**Exercise aim**.
Within the listing that follows, how many lines contain the word "Query"? Only the number is wanted.

**Supplied data**.
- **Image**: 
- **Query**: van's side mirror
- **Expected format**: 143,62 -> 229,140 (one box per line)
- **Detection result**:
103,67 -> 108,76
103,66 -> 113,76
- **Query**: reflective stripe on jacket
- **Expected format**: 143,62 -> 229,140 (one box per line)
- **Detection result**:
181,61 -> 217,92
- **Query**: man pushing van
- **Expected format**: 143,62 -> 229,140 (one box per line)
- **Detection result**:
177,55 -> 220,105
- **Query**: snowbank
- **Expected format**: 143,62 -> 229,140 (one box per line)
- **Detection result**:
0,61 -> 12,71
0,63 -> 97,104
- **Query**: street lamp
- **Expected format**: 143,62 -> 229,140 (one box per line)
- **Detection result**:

**Answer to the exercise**.
5